### TASK PROMPT
Starting with the line that contains "Query: upside-down car", repeat exactly every line through the last one in the records below, and leave out the pictures.

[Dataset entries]
________________
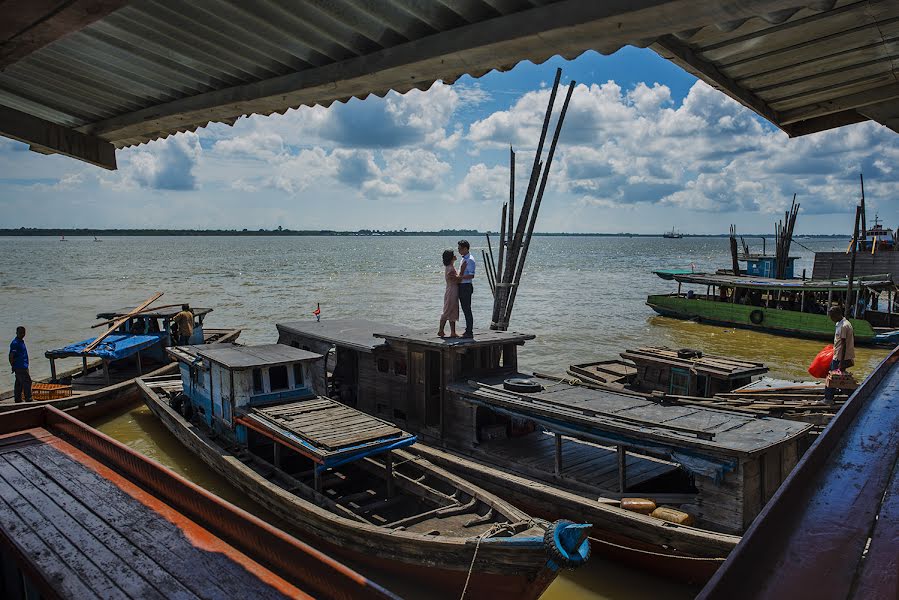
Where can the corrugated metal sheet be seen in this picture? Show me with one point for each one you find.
(132, 75)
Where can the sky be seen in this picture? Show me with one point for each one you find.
(645, 147)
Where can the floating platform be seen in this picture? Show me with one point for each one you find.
(82, 516)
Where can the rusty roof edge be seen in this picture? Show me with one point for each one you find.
(568, 29)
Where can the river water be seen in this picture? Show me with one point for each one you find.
(583, 297)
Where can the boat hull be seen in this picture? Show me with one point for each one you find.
(506, 570)
(105, 400)
(687, 554)
(769, 320)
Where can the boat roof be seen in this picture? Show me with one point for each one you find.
(318, 428)
(481, 338)
(113, 347)
(608, 417)
(163, 313)
(129, 527)
(722, 367)
(877, 282)
(358, 334)
(233, 356)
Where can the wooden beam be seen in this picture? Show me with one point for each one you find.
(566, 28)
(49, 138)
(684, 56)
(842, 104)
(29, 25)
(824, 123)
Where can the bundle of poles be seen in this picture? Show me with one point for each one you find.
(783, 236)
(504, 273)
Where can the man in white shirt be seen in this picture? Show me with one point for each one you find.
(466, 286)
(843, 346)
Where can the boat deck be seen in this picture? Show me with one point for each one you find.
(601, 414)
(589, 465)
(832, 529)
(325, 429)
(84, 529)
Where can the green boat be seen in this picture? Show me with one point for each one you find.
(793, 307)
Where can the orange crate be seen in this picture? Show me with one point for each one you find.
(50, 391)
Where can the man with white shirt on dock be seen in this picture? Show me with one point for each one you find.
(466, 286)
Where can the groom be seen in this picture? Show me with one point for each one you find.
(466, 286)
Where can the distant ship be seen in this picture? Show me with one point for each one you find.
(673, 234)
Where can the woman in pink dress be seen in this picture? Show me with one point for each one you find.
(450, 296)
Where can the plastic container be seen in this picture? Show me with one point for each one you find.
(640, 505)
(672, 515)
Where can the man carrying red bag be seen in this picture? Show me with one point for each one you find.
(843, 350)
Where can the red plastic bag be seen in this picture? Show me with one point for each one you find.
(820, 367)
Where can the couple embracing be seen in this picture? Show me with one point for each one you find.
(459, 287)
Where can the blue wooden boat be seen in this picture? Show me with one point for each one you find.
(104, 379)
(344, 480)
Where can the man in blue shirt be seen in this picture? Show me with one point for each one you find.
(466, 286)
(18, 360)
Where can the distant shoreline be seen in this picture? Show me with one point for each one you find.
(55, 232)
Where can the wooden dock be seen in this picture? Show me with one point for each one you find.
(832, 529)
(82, 516)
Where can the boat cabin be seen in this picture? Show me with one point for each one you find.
(468, 395)
(667, 371)
(266, 399)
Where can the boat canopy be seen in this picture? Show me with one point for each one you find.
(873, 282)
(113, 347)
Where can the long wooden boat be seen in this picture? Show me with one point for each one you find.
(105, 379)
(559, 450)
(792, 307)
(343, 478)
(83, 516)
(689, 377)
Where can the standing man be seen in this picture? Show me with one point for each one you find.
(184, 321)
(466, 285)
(843, 347)
(18, 360)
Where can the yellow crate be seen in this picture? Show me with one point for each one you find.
(50, 391)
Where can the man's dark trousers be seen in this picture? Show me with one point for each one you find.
(465, 292)
(22, 385)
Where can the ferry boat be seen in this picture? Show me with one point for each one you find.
(347, 480)
(792, 307)
(565, 451)
(105, 379)
(673, 234)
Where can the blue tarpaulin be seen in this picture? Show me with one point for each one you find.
(113, 347)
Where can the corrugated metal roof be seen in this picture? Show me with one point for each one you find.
(156, 67)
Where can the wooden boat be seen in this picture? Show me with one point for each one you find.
(560, 450)
(345, 480)
(792, 307)
(104, 381)
(84, 516)
(689, 377)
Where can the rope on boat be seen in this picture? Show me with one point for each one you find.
(653, 553)
(489, 533)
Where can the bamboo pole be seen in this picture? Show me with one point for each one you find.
(544, 179)
(119, 321)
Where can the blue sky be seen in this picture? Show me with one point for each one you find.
(645, 147)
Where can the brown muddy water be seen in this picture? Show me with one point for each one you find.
(582, 297)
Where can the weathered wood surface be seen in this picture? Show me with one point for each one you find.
(92, 538)
(440, 554)
(637, 417)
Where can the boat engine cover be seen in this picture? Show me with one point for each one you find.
(522, 385)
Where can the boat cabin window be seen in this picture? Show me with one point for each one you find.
(277, 378)
(399, 367)
(257, 381)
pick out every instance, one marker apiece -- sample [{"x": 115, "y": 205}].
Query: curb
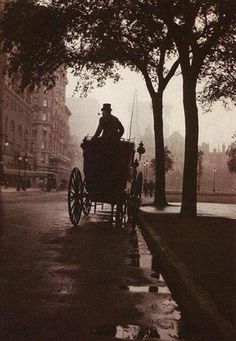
[{"x": 194, "y": 301}]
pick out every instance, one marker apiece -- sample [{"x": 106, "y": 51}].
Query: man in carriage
[{"x": 109, "y": 125}]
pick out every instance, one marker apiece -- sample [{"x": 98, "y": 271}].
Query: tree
[
  {"x": 199, "y": 169},
  {"x": 231, "y": 153},
  {"x": 198, "y": 28},
  {"x": 169, "y": 161},
  {"x": 93, "y": 38}
]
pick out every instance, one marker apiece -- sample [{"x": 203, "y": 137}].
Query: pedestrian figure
[
  {"x": 145, "y": 188},
  {"x": 151, "y": 188},
  {"x": 109, "y": 125}
]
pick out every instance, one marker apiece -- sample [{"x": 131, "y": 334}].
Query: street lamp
[
  {"x": 214, "y": 180},
  {"x": 146, "y": 163},
  {"x": 24, "y": 186},
  {"x": 3, "y": 142},
  {"x": 19, "y": 169}
]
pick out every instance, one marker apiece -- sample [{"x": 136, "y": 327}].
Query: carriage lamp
[
  {"x": 140, "y": 149},
  {"x": 135, "y": 164},
  {"x": 20, "y": 158}
]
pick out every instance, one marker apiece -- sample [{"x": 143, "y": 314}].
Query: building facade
[{"x": 51, "y": 132}]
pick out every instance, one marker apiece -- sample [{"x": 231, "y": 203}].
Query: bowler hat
[{"x": 106, "y": 106}]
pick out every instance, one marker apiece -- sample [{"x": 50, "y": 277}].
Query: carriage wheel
[
  {"x": 74, "y": 196},
  {"x": 86, "y": 202},
  {"x": 120, "y": 214}
]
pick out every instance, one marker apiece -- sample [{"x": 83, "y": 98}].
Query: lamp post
[
  {"x": 19, "y": 169},
  {"x": 3, "y": 142},
  {"x": 24, "y": 186},
  {"x": 146, "y": 163},
  {"x": 214, "y": 180}
]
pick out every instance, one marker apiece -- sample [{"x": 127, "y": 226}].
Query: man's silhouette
[{"x": 109, "y": 125}]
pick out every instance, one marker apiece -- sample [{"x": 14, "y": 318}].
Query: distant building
[
  {"x": 51, "y": 133},
  {"x": 216, "y": 175},
  {"x": 16, "y": 130}
]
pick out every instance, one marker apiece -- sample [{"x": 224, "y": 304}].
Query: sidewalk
[
  {"x": 13, "y": 190},
  {"x": 198, "y": 257},
  {"x": 203, "y": 209}
]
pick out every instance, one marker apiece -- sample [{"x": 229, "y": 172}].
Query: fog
[{"x": 216, "y": 127}]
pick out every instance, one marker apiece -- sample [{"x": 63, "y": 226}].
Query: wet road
[{"x": 94, "y": 282}]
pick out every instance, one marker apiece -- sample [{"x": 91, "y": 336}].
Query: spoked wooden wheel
[
  {"x": 86, "y": 202},
  {"x": 74, "y": 196},
  {"x": 120, "y": 214}
]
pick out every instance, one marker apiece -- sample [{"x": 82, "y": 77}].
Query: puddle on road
[
  {"x": 157, "y": 306},
  {"x": 127, "y": 332},
  {"x": 141, "y": 288}
]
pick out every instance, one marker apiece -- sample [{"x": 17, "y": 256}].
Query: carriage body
[
  {"x": 110, "y": 176},
  {"x": 107, "y": 169}
]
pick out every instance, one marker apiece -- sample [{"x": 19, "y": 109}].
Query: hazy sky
[{"x": 216, "y": 127}]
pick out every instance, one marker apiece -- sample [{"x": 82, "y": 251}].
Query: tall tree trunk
[
  {"x": 160, "y": 195},
  {"x": 189, "y": 194}
]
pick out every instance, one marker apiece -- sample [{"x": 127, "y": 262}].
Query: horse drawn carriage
[{"x": 110, "y": 176}]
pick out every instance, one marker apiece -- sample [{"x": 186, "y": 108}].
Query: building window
[
  {"x": 44, "y": 135},
  {"x": 45, "y": 102},
  {"x": 35, "y": 100},
  {"x": 42, "y": 157}
]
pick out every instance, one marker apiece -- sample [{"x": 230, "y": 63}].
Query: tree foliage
[
  {"x": 231, "y": 153},
  {"x": 169, "y": 160}
]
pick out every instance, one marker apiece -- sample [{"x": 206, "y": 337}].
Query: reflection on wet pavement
[{"x": 161, "y": 317}]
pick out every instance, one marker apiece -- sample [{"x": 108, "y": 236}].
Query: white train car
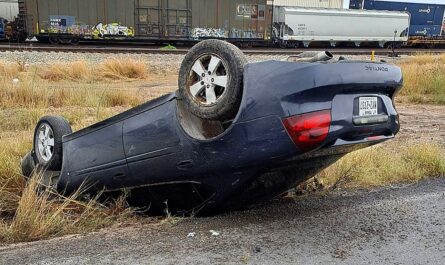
[
  {"x": 9, "y": 9},
  {"x": 295, "y": 25}
]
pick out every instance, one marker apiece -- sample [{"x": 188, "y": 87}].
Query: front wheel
[
  {"x": 211, "y": 80},
  {"x": 48, "y": 141}
]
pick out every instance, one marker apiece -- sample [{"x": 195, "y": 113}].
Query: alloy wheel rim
[
  {"x": 45, "y": 142},
  {"x": 208, "y": 79}
]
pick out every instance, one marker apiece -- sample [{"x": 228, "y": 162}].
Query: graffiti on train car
[
  {"x": 256, "y": 12},
  {"x": 199, "y": 33},
  {"x": 113, "y": 29},
  {"x": 69, "y": 25}
]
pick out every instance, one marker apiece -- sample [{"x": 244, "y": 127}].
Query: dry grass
[
  {"x": 84, "y": 95},
  {"x": 75, "y": 71},
  {"x": 385, "y": 165},
  {"x": 424, "y": 79},
  {"x": 118, "y": 69},
  {"x": 42, "y": 214}
]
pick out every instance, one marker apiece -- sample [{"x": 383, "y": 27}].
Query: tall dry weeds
[
  {"x": 42, "y": 213},
  {"x": 424, "y": 79}
]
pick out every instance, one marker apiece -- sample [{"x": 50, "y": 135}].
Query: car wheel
[
  {"x": 48, "y": 141},
  {"x": 28, "y": 165},
  {"x": 211, "y": 79}
]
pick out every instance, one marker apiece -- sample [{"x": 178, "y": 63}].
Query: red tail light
[{"x": 308, "y": 130}]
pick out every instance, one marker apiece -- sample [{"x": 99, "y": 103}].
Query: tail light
[{"x": 308, "y": 130}]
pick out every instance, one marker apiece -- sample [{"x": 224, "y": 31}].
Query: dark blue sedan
[{"x": 233, "y": 135}]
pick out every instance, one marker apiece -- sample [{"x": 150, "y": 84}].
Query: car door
[
  {"x": 96, "y": 156},
  {"x": 151, "y": 145}
]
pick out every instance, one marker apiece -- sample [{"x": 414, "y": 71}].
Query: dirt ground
[
  {"x": 399, "y": 225},
  {"x": 422, "y": 122}
]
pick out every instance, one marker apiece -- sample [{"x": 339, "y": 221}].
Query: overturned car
[{"x": 235, "y": 133}]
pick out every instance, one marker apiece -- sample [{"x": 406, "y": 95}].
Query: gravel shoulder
[{"x": 399, "y": 225}]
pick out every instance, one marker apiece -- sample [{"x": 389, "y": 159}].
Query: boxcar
[
  {"x": 159, "y": 20},
  {"x": 307, "y": 25},
  {"x": 427, "y": 16}
]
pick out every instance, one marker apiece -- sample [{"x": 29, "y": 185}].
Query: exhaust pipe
[{"x": 311, "y": 57}]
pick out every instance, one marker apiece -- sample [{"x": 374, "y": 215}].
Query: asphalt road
[{"x": 399, "y": 225}]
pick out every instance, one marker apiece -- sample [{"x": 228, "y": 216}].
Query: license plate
[{"x": 368, "y": 106}]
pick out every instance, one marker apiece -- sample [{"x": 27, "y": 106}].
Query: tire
[
  {"x": 48, "y": 141},
  {"x": 28, "y": 165},
  {"x": 206, "y": 69}
]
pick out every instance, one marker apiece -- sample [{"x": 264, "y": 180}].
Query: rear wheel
[
  {"x": 48, "y": 141},
  {"x": 211, "y": 80}
]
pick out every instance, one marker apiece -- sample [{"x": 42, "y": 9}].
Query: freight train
[
  {"x": 246, "y": 22},
  {"x": 427, "y": 17}
]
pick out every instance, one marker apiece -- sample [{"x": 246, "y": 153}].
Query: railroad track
[{"x": 87, "y": 48}]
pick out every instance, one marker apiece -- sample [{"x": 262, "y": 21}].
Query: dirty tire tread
[
  {"x": 28, "y": 165},
  {"x": 228, "y": 107},
  {"x": 60, "y": 127}
]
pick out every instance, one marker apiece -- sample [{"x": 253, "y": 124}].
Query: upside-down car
[{"x": 235, "y": 133}]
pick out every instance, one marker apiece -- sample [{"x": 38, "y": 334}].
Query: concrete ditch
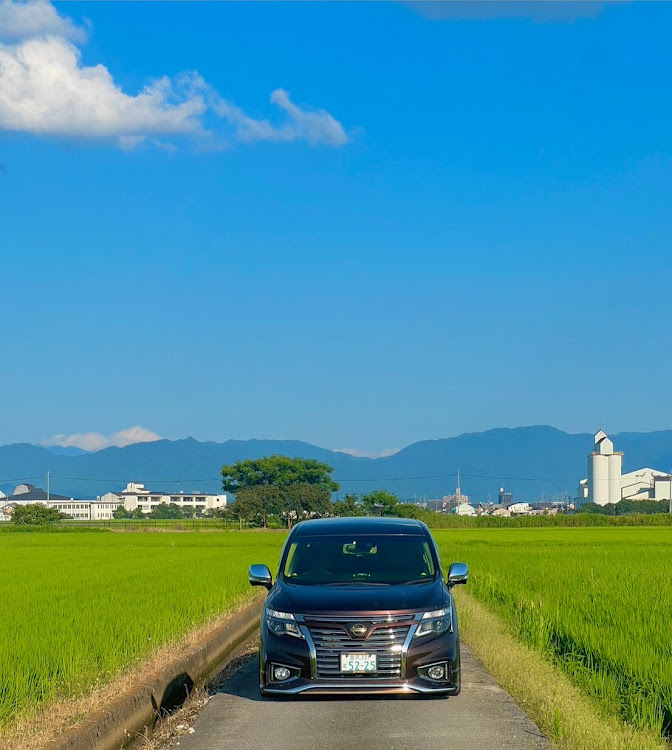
________________
### EXPECTED OUTPUT
Query: upside-down car
[{"x": 235, "y": 133}]
pick out every instance, one marker apiece -- sample [{"x": 38, "y": 334}].
Query: concrete ditch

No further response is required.